What to do: The required output is the exact sequence of lines from the line holding "Find the light" to the end of the records, inclusive.

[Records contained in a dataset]
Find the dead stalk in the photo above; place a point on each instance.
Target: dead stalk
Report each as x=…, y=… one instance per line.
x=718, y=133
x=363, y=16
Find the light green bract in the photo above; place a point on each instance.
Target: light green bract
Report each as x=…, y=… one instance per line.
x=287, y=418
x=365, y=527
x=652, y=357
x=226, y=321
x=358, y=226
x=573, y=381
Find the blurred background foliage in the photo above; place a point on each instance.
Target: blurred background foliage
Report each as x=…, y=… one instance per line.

Worked solution:
Find the light green bract in the photo above; place a point on each instance.
Target: light green bract
Report each as x=…, y=… one instance per line.
x=287, y=418
x=365, y=527
x=652, y=357
x=226, y=321
x=358, y=226
x=573, y=381
Find the blurred background foliage in the photo above; place a point on each instance.
Target: blurred background foliage
Report each as x=…, y=… one instance per line.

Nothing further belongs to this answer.